Copy exactly the lines of the records below, and only those lines, beginning with the line that contains "Phrase -- asphalt road" and ending with the line that contains "Phrase -- concrete parapet".

▬▬▬

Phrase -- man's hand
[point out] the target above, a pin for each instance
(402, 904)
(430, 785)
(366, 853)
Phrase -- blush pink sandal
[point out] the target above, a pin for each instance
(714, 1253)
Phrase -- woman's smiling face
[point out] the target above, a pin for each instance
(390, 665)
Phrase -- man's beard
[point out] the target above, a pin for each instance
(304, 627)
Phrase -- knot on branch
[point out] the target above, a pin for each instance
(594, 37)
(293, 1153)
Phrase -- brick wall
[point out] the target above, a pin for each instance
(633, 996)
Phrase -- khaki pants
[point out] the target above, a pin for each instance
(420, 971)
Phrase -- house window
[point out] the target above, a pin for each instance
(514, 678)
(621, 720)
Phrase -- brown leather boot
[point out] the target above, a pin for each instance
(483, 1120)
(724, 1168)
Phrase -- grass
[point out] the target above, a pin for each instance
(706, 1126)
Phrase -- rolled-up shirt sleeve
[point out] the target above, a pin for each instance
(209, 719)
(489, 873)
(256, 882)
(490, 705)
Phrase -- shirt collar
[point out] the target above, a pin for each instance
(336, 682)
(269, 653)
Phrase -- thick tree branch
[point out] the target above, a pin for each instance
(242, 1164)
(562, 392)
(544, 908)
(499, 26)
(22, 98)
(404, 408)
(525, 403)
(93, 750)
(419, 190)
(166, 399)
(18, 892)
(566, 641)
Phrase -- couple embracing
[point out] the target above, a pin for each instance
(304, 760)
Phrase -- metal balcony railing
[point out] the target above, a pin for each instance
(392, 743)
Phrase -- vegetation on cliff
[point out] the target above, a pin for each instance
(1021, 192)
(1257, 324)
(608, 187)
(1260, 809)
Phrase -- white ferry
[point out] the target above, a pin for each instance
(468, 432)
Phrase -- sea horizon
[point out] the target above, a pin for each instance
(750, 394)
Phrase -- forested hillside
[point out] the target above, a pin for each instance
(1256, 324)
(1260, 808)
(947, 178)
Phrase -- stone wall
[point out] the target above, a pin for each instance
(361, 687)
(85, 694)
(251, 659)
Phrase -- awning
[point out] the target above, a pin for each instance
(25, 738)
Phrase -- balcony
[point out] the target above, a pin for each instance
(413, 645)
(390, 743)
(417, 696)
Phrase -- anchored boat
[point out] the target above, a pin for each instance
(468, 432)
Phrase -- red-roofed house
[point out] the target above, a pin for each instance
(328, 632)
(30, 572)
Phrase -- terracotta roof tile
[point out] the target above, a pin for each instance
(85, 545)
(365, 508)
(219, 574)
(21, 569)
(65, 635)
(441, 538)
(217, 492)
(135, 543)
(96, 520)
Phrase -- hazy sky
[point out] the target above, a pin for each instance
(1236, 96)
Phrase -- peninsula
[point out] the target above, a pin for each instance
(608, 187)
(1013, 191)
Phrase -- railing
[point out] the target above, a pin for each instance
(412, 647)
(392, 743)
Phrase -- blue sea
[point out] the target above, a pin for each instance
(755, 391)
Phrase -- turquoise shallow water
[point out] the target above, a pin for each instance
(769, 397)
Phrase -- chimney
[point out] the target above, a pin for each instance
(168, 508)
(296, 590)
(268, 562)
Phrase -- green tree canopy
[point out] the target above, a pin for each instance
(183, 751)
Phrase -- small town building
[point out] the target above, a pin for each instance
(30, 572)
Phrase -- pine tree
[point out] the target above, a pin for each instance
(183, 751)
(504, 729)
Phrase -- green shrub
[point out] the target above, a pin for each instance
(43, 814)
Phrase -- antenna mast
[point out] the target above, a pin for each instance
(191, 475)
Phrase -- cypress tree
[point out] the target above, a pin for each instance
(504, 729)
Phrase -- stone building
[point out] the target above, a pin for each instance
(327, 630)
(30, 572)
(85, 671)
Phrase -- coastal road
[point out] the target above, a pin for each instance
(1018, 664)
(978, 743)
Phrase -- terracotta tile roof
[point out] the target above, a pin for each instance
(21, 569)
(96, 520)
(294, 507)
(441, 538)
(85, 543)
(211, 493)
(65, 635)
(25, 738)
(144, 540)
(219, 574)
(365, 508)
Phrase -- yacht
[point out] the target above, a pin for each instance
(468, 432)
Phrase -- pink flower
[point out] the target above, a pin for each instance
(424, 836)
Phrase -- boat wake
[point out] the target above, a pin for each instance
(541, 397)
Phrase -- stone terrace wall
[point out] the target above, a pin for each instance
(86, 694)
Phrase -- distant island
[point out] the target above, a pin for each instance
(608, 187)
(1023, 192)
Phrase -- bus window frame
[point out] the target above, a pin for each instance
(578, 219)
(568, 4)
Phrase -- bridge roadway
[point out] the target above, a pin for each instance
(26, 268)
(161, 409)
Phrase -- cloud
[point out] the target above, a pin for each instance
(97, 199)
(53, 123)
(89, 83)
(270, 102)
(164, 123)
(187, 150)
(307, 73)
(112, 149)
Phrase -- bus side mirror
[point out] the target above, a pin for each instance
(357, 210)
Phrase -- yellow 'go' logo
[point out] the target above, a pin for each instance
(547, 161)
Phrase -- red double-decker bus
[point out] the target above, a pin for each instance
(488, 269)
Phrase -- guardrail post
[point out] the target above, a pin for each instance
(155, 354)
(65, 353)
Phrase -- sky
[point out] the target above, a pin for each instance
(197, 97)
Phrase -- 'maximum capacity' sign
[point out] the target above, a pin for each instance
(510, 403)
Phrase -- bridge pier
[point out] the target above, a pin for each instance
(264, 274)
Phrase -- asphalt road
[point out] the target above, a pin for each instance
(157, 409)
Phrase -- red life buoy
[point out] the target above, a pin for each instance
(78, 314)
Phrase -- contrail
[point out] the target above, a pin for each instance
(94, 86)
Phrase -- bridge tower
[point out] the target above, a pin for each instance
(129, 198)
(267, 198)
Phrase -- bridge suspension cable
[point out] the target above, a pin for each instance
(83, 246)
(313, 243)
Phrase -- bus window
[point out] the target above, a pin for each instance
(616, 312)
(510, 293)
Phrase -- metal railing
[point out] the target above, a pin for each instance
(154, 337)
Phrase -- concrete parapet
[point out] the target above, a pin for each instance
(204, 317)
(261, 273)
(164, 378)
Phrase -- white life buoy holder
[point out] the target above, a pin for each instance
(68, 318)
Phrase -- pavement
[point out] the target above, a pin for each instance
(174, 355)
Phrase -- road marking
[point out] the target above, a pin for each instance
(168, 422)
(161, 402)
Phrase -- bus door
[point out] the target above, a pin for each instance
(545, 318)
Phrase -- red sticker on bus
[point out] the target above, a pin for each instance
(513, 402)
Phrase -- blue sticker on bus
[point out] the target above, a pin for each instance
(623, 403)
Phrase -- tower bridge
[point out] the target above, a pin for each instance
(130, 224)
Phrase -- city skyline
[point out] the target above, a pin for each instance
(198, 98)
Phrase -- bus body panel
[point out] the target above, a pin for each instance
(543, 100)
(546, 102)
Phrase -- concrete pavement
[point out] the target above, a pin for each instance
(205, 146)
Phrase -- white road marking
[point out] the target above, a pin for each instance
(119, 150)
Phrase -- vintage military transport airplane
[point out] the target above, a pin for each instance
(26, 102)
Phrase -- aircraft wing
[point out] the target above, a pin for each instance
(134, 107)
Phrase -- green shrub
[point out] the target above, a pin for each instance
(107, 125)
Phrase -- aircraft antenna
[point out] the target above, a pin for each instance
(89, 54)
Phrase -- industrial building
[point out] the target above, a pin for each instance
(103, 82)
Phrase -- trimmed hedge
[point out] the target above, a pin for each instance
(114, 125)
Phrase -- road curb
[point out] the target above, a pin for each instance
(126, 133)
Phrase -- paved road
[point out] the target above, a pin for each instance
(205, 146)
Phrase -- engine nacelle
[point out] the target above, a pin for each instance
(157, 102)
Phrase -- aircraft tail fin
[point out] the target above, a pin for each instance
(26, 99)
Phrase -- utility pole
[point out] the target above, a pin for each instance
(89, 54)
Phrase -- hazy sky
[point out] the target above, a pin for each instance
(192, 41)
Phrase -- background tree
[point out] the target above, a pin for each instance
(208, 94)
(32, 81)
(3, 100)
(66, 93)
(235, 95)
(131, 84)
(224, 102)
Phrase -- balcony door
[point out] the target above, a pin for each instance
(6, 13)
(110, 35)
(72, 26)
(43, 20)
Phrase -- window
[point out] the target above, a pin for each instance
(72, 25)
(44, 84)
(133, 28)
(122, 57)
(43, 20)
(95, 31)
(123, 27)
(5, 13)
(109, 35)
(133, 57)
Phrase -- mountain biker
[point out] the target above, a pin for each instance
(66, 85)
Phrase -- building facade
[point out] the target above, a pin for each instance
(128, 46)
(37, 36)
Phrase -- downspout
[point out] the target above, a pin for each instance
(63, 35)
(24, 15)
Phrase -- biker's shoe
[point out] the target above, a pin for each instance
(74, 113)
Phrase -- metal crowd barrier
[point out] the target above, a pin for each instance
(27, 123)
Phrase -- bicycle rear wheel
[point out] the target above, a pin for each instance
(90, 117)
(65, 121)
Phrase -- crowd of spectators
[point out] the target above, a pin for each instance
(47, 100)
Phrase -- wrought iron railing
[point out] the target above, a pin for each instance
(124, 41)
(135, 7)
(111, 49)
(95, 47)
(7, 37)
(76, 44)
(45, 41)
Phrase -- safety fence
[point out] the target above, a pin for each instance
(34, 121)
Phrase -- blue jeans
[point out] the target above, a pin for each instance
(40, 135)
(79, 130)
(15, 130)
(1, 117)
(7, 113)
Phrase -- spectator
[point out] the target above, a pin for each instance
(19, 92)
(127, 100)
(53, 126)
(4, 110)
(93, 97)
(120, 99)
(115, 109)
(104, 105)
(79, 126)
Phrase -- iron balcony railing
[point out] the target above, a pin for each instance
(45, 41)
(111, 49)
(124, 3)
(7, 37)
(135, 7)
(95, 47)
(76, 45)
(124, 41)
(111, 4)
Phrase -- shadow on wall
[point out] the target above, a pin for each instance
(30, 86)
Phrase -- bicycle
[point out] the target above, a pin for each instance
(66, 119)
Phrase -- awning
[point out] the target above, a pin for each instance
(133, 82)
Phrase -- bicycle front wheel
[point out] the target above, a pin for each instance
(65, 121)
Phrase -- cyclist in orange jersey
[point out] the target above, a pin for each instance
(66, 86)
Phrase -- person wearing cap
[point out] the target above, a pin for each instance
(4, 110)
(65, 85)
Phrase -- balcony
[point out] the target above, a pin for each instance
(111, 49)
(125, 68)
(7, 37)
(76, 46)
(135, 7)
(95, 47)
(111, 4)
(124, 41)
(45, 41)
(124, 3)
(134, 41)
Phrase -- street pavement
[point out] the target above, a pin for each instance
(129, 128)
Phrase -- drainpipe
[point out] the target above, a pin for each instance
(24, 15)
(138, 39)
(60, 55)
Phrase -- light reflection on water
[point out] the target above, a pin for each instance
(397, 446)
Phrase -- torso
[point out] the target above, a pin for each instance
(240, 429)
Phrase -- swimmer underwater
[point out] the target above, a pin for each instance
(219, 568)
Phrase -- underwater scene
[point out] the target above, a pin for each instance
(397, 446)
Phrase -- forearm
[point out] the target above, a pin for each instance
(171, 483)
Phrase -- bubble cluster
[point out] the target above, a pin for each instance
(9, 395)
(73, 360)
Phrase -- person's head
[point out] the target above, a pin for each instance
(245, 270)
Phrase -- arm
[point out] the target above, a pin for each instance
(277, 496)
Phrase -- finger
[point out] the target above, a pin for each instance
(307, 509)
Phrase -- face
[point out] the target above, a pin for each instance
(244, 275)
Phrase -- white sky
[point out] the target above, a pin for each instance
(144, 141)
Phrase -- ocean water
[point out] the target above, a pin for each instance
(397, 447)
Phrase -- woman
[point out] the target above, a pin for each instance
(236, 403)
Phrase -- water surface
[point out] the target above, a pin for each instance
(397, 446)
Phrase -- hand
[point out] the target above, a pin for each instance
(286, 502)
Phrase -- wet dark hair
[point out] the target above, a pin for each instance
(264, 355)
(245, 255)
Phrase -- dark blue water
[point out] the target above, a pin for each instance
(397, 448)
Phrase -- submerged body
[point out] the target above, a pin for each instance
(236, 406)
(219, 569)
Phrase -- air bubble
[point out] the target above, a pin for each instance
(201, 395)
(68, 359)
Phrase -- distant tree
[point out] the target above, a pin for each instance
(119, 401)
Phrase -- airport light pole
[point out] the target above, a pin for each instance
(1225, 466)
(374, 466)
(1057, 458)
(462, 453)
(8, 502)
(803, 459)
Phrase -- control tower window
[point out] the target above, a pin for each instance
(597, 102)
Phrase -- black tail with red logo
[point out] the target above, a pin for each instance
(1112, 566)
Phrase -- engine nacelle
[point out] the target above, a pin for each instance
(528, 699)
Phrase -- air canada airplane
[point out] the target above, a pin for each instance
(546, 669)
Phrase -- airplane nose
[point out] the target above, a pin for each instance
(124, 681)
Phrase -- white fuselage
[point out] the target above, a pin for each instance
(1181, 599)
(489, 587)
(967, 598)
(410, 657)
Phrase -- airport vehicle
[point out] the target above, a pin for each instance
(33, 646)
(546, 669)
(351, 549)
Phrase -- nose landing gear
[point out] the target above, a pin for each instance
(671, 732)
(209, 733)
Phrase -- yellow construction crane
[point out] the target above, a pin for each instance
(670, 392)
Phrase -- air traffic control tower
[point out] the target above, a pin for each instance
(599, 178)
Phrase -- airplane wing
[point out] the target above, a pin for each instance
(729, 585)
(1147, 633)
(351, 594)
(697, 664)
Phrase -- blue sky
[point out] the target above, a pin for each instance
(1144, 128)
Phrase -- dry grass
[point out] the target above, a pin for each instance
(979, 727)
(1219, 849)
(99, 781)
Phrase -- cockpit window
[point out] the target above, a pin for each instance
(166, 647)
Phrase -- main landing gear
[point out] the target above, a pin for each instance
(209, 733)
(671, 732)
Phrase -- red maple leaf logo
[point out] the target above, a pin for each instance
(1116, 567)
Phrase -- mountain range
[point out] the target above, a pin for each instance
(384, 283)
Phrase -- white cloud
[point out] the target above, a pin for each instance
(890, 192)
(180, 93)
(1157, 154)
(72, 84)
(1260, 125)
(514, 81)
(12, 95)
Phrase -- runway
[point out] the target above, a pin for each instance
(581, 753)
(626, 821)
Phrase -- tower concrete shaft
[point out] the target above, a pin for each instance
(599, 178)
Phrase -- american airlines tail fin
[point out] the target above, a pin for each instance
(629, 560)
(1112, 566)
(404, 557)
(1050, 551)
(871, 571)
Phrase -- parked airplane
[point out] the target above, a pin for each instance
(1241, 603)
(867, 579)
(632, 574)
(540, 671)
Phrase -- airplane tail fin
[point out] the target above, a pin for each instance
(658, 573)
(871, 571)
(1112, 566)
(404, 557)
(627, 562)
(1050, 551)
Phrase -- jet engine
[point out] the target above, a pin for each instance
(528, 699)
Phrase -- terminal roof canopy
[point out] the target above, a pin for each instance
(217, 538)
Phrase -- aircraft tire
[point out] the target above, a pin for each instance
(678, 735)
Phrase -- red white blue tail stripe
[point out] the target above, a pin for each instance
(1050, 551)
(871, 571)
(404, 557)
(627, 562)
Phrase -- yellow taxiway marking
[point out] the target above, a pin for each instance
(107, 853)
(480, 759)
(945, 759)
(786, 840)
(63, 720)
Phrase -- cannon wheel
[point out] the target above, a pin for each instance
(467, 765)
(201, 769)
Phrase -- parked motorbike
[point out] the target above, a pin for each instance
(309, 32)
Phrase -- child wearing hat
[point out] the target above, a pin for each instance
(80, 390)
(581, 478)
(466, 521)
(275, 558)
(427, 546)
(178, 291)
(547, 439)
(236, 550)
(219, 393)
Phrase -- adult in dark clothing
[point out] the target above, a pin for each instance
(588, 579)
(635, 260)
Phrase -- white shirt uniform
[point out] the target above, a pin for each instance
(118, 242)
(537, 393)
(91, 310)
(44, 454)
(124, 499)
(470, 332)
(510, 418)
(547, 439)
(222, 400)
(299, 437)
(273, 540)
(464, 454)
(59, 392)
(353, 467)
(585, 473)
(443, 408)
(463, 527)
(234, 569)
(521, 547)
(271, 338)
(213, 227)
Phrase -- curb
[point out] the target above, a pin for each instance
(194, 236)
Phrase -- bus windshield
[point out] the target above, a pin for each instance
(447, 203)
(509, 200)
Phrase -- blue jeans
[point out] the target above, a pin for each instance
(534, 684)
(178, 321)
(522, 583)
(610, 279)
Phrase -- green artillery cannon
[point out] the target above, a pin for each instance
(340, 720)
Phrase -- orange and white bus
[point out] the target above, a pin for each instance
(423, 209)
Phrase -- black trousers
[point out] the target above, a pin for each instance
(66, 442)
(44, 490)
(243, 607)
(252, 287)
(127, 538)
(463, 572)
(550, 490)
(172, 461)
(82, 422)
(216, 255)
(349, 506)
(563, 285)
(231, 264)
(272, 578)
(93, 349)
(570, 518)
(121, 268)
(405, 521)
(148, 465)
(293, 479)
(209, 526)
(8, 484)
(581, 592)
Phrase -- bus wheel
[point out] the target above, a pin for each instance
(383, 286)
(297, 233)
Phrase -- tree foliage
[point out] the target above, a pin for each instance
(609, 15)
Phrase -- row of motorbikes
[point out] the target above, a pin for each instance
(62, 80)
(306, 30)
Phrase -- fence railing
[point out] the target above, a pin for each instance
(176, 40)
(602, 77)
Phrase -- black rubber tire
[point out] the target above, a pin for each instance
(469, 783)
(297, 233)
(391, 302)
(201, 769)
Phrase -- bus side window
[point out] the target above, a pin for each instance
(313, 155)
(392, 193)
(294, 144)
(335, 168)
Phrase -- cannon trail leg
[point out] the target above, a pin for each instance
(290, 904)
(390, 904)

▬▬▬

WRITTEN SOLUTION:
Phrase -- asphalt road
[point out] the target above, a pin for each instance
(157, 409)
Phrase -- red life buoy
[point out] the target above, a pin for each instance
(78, 314)
Phrase -- contrail
[point out] the target above, a pin for each instance
(94, 86)
Phrase -- bridge tower
[point out] the target above, a pin for each instance
(129, 198)
(267, 198)
Phrase -- bridge suspension cable
[point out] the target above, a pin for each instance
(83, 246)
(313, 243)
Phrase -- bus window
[point out] the target above, a pin for each instance
(616, 312)
(510, 293)
Phrase -- metal railing
[point out] the target above, a pin for each instance
(154, 337)
Phrase -- concrete parapet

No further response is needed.